Nothing may be left out, so copy every entry exactly.
= = = = = = =
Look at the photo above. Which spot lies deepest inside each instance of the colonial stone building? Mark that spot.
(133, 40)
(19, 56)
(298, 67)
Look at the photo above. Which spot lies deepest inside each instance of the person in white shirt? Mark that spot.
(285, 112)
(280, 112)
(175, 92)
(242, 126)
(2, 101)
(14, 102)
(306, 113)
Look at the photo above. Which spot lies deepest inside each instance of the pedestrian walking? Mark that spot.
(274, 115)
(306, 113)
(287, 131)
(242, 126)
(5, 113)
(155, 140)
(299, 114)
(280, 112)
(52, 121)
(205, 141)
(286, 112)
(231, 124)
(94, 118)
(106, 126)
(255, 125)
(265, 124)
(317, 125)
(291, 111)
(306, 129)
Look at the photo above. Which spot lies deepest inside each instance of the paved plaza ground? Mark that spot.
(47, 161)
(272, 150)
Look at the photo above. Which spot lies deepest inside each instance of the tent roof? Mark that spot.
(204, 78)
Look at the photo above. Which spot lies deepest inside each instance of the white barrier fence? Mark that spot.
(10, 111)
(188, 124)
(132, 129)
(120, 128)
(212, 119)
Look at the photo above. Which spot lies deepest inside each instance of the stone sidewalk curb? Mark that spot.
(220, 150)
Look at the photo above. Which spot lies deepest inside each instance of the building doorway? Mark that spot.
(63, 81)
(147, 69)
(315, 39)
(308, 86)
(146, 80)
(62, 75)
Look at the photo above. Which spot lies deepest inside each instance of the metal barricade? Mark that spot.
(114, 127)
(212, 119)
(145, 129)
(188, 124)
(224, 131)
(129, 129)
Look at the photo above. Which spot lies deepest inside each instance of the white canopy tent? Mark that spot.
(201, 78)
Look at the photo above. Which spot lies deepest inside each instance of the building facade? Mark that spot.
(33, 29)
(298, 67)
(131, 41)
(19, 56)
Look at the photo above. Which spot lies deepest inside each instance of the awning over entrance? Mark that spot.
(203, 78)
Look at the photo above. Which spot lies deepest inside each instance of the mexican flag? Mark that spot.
= = = = = = =
Exercise response =
Look at the photo above. Which spot lies deepest inside each instance of the colonial stone building? Mark that spot.
(133, 40)
(19, 56)
(298, 67)
Look at the photo above. Which spot lies deepest inside each instance of the person in white shirt? Mark that spot.
(285, 112)
(280, 112)
(175, 92)
(242, 126)
(2, 101)
(14, 102)
(306, 113)
Look at the photo above. Which spot lies deepest inside each instance of the pedestrian walking? Mark that spot.
(274, 115)
(306, 113)
(287, 131)
(242, 126)
(5, 113)
(155, 140)
(299, 114)
(280, 112)
(52, 121)
(205, 141)
(286, 112)
(231, 124)
(94, 118)
(106, 126)
(255, 125)
(265, 124)
(317, 125)
(291, 111)
(306, 129)
Look at the photo above. Which spot lies deepest inside each instance of the paved plaza ground? Mark that spot.
(47, 161)
(272, 150)
Look at the photo above. Which spot lies deepest inside each instance of the tent roof? Mark that spot.
(204, 78)
Look at the photo above. Which spot lies deepest inside each instance of the white barrier fence? Mark that spot.
(10, 111)
(188, 124)
(132, 129)
(120, 128)
(212, 119)
Look at the photo above. Which spot lies deepest inside each instance of the stone sidewalk curb? Mark that spot.
(220, 150)
Look at the photo above. Which spot lies deepest inside each instance of the building doorway? Mark that spot.
(63, 81)
(147, 69)
(315, 39)
(308, 86)
(146, 80)
(62, 75)
Look at the photo above. Which spot lies deepest inside each instance of the metal barricade? Mark that spot.
(114, 127)
(212, 119)
(145, 129)
(188, 124)
(224, 131)
(129, 129)
Look at the photo above. Which spot lies deepest inside each instance of the white canopy tent? Mark that spot.
(201, 78)
Look at the photo above. Which spot lies deepest inside each instance of the building facade? Mark that spot.
(33, 29)
(298, 67)
(131, 41)
(19, 56)
Look at the photo above. Which spot lies deepest inside each instance of the awning over entrance? Mark that spot.
(203, 78)
Look at the photo above. Which spot lies deepest inside each instance of the mexican flag? Mark that spot.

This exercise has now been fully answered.